# Problem requirements
Across these entries, report how many lines include the string "bale", with nothing but the number.

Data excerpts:
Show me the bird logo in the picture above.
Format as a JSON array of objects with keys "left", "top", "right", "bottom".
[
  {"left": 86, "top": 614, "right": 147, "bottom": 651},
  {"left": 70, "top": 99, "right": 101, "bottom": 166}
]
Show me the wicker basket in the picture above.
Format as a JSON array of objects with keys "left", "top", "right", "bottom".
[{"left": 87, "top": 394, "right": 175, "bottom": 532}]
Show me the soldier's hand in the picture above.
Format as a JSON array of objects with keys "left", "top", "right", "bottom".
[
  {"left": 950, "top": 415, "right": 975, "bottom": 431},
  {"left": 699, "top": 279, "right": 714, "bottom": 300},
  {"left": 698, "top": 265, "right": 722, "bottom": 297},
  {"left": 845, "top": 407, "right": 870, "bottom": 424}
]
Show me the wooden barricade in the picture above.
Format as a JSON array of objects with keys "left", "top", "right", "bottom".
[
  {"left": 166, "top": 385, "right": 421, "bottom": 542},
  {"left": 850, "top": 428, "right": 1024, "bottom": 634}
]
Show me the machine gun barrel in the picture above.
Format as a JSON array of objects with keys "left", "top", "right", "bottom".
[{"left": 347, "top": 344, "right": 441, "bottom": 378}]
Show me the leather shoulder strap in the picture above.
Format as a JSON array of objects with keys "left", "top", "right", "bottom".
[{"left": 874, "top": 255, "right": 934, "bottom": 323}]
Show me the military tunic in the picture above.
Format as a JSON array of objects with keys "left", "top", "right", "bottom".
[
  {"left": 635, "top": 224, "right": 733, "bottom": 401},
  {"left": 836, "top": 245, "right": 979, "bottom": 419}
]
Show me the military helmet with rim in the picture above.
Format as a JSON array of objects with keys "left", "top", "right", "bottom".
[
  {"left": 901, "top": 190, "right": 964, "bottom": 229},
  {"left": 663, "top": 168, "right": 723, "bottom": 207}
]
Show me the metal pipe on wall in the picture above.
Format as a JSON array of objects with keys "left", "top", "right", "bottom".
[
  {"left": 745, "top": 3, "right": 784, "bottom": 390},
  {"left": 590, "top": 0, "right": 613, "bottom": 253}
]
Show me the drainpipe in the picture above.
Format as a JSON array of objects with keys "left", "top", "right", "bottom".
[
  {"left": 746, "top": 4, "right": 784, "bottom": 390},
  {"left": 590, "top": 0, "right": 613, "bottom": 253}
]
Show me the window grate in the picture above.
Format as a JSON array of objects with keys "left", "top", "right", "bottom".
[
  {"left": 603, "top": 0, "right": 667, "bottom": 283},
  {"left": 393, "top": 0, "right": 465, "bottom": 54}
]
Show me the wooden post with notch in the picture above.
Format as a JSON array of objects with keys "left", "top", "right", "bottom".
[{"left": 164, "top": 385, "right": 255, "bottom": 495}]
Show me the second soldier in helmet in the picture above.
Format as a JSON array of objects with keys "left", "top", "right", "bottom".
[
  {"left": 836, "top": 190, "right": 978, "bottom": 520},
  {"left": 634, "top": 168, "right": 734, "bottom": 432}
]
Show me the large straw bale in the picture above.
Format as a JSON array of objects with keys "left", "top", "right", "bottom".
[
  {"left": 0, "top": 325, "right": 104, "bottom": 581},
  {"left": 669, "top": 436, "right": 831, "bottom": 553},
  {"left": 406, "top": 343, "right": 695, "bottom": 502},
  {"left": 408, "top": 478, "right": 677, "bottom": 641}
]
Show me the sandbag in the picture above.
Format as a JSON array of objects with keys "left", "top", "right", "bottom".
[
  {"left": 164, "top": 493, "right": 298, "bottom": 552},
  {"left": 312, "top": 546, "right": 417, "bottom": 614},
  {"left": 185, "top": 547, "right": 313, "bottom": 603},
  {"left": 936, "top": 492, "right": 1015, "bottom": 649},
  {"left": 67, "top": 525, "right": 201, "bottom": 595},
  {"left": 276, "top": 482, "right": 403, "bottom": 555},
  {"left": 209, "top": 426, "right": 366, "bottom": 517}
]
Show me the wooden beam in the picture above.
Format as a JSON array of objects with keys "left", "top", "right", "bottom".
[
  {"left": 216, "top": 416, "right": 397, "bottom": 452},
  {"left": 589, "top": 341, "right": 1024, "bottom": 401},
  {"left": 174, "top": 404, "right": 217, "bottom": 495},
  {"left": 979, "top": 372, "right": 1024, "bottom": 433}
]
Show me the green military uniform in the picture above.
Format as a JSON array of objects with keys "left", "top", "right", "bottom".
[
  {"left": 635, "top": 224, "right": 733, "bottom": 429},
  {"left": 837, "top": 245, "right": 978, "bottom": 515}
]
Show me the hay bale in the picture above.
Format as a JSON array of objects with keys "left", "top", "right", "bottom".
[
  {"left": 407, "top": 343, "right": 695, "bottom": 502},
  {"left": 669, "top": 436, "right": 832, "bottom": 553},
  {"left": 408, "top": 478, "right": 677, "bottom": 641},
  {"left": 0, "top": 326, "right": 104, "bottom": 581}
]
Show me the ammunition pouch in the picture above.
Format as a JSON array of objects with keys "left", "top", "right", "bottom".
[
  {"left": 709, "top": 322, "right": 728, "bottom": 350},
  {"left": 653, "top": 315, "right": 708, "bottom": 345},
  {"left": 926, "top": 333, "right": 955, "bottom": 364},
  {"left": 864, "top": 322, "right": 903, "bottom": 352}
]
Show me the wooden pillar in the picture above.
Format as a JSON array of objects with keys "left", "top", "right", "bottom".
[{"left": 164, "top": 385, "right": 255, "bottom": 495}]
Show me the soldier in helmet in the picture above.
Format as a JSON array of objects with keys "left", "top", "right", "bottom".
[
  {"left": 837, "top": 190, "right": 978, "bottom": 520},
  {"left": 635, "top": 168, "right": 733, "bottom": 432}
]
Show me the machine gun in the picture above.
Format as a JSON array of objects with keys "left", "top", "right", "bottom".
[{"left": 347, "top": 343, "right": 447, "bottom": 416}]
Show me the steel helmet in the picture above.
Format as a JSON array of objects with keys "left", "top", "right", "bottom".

# Response
2